## Quoted passage
=======
AW's definition of its own scope and focus is remarkably broad, even for a niche as apparently finite as assessment. According to Elsevier's website:


The journal focuses on all stages of the writing assessment process, including needs evaluation, assessment creation, implementation, and validation, and test development; it aims to value all perspectives on writing assessment as process, product and politics …The scope of the journal is wide, and embraces all work in the field at all age levels, in large-scale (international, national and state) as well as classroom, educational and non-educational institutional contexts, writing and programme evaluation, writing and critical literacy, and the role of technology in the assessment of writing.

In some ways, the journal lives up to this definition. Its articles examine writing assessments from various perspectives: Liz Hamp-Lyons's editorial at the beginning of issue 13.1 discusses educators' experience via a discussion of the disparity between contributors' consensus that a "technological, humanistic, political, and ethical" generation of assessment has arrived and the lived reality of educators at the National Council on Measurement and Statistics (NCMS) who work under pressure from No Child Left Behind (2); Lee Hee-Kyung's contribution to 13.2 examines students' perceived familiarity with prompts; and Anthony Petruzzi's highly theoretical article in 13.3 speaks to researchers, interrogating the persistence of the "neo-empiricist" dream of a methodology that will yield "consistent, reliable, and universal" (221) meaning and suggesting a shift toward a view of the humanities more in keeping with Heideggerian hermeneutics. Because it speaks to many different audiences about both practical and theoretical concerns, AW facilitates meaningful dialogue throughout the field of assessment.

AW also fulfills its promise to address institutions of various size and the ever-increasing role of technology in writing assessment. A comparison of Ling He and Ling Shi's contribution to 13.2 with Atushi Iida's article in 13.3 illustrates the diversity in the sizes of institutions that contributors study. He and Shi's "ESL students' perceptions and experiences of the standardized English writing tests" explores 16 Chinese and Taiwanese students' experiences with the TOEFL Test of Written English (TWE) and the Canadian English Language Proficiency Index (LPI) in a Canadian university; it analyzes assessment by Educational Testing Services (ETS), a multinational non-profit organization. Iida's "Poetry writing as expressive pedagogy in an EFL context: Identifying possible assessment tools for haiku poetry in EFL freshman college writing" outlines a method for assessing expressive writing in a much smaller context: the college classroom. Examples of AW's commitment to exploring the role of technology in writing assessment include "Electronic scoring of essays: Does topic matter?" in which Cindy L. James investigates the relative impact of prompt content on male and female and L1 and L2 respondents, and "Keyboarding compared with handwriting on a high-stakes writing assessment: Student choice of composing medium, raters' perceptions, and test quality," in which Carl Whithaus, Scott B. Harrison, and Jeb Midyette conclude that high-stakes testing environments should offer respondents the opportunity to choose a composing medium. AW's 2008 issues expose readers to the challenges faced by teachers, researchers, and other assessment professionals in large and small institutions; they focus particularly on challenges involving technology and standardized tests.
=======
## Entries supplied
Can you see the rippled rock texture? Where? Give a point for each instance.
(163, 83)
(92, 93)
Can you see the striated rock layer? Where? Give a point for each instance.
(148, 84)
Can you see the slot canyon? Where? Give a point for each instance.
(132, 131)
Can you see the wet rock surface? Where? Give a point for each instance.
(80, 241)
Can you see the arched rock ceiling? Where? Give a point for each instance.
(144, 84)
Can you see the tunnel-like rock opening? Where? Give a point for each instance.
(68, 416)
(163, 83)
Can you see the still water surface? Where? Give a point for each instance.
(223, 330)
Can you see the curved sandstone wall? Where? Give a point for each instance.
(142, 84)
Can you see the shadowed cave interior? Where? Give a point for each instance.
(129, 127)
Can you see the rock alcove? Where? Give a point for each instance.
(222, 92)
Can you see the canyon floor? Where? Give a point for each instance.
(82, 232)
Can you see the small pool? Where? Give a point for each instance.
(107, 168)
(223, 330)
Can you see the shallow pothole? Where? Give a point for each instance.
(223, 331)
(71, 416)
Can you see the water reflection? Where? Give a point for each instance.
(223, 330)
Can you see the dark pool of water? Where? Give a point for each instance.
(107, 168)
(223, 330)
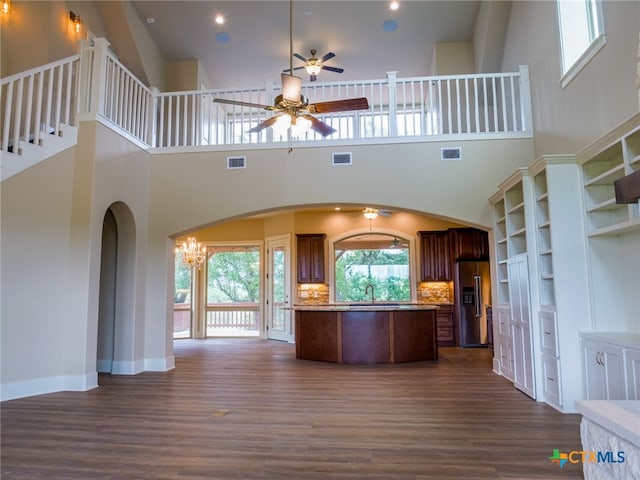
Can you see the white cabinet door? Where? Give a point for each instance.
(613, 361)
(521, 324)
(594, 382)
(633, 374)
(603, 371)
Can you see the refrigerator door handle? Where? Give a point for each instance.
(478, 295)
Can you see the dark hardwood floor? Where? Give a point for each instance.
(247, 409)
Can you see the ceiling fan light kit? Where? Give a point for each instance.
(295, 106)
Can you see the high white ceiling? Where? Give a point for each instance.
(258, 32)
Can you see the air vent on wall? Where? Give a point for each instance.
(236, 162)
(342, 158)
(451, 153)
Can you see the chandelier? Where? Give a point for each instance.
(193, 254)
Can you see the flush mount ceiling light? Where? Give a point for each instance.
(370, 213)
(223, 37)
(390, 25)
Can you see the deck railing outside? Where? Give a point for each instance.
(95, 85)
(232, 318)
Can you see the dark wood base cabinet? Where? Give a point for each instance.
(365, 337)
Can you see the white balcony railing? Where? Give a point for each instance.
(36, 103)
(95, 85)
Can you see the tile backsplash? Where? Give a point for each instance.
(435, 292)
(312, 294)
(428, 292)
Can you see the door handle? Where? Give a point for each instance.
(478, 295)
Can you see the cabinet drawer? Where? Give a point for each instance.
(444, 321)
(551, 374)
(548, 334)
(445, 336)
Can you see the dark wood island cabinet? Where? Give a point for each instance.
(366, 334)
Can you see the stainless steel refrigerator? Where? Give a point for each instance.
(473, 294)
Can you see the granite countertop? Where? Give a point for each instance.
(365, 306)
(623, 339)
(621, 417)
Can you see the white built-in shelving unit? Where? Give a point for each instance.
(615, 155)
(544, 248)
(583, 252)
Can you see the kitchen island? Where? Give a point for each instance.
(366, 333)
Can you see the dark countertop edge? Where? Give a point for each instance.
(368, 307)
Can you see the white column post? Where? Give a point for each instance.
(152, 117)
(525, 99)
(393, 98)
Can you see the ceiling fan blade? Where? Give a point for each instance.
(267, 123)
(340, 105)
(319, 126)
(243, 104)
(291, 88)
(332, 69)
(327, 56)
(294, 68)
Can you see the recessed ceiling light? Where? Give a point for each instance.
(222, 37)
(390, 25)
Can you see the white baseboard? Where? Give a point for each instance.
(40, 386)
(160, 364)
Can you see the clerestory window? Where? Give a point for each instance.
(581, 34)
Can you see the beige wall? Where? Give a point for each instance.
(599, 98)
(454, 58)
(38, 32)
(52, 213)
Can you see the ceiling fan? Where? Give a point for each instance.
(313, 65)
(292, 104)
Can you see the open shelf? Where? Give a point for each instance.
(544, 247)
(600, 169)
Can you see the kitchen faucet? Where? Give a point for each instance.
(366, 290)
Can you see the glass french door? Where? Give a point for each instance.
(279, 323)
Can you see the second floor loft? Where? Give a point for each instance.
(41, 109)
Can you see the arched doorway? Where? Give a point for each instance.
(115, 348)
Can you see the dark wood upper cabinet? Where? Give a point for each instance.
(436, 259)
(469, 244)
(311, 257)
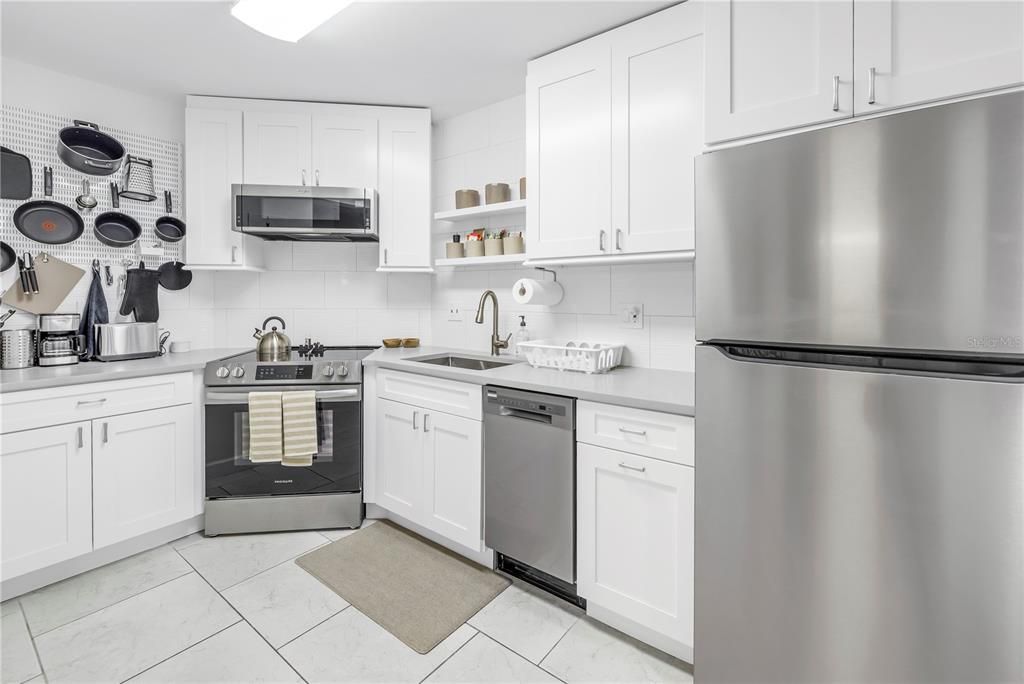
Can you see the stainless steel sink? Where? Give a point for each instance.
(465, 362)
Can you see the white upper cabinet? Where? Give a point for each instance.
(344, 151)
(278, 148)
(657, 128)
(213, 163)
(568, 151)
(404, 190)
(612, 126)
(774, 65)
(908, 51)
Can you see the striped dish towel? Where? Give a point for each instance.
(264, 427)
(300, 428)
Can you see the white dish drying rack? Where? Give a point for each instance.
(580, 356)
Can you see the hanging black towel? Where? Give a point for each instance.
(140, 294)
(95, 311)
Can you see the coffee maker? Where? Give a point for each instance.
(59, 343)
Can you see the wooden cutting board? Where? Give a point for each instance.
(56, 280)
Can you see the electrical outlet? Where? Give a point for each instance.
(632, 316)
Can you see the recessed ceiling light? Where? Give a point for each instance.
(287, 19)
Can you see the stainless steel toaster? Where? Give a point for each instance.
(120, 341)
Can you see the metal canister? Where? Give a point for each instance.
(17, 348)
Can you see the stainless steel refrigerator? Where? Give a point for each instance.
(860, 401)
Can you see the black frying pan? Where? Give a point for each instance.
(7, 257)
(116, 229)
(85, 148)
(169, 228)
(48, 222)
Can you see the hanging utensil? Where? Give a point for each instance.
(138, 179)
(85, 201)
(15, 175)
(85, 148)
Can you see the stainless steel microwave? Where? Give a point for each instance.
(305, 212)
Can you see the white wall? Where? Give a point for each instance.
(487, 145)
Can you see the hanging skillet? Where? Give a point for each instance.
(48, 221)
(85, 148)
(169, 228)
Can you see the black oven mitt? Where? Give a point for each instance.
(140, 294)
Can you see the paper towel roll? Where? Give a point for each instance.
(528, 291)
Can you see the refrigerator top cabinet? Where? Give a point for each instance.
(902, 232)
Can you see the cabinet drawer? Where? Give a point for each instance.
(37, 408)
(645, 432)
(459, 398)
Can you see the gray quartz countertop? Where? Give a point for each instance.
(55, 376)
(668, 391)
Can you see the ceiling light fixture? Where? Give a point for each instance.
(289, 19)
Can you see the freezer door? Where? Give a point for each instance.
(904, 231)
(856, 526)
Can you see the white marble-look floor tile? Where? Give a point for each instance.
(17, 657)
(284, 602)
(335, 535)
(237, 654)
(350, 647)
(66, 601)
(526, 621)
(594, 652)
(228, 559)
(124, 639)
(483, 659)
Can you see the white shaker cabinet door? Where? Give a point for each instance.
(142, 472)
(278, 147)
(773, 65)
(635, 557)
(399, 458)
(453, 463)
(404, 190)
(568, 152)
(344, 152)
(657, 124)
(909, 51)
(45, 497)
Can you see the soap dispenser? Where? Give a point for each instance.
(521, 335)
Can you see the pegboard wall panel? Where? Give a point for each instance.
(35, 135)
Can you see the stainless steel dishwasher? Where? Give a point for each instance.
(529, 486)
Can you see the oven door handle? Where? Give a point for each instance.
(243, 397)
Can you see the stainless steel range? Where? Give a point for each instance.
(247, 497)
=======
## Set tasks
**1.** From the passage about the journal AW, write out everything from "AW's definition of" down to "assessment of writing.".
**2.** Answer these questions using the passage about the journal AW:
(a) In which issue does Lee Hee-Kyung's contribution appear?
(b) How many students' experiences does the He and Shi article explore?
(c) What do Carl Whithaus, Scott B. Harrison, and Jeb Midyette conclude?

## Exercise results
**1.**
AW's definition of its own scope and focus is remarkably broad, even for a niche as apparently finite as assessment. According to Elsevier's website:


The journal focuses on all stages of the writing assessment process, including needs evaluation, assessment creation, implementation, and validation, and test development; it aims to value all perspectives on writing assessment as process, product and politics …The scope of the journal is wide, and embraces all work in the field at all age levels, in large-scale (international, national and state) as well as classroom, educational and non-educational institutional contexts, writing and programme evaluation, writing and critical literacy, and the role of technology in the assessment of writing.

**2.**
(a) Issue 13.2.
(b) Sixteen Chinese and Taiwanese students.
(c) High-stakes testing environments should offer respondents the opportunity to choose a composing medium.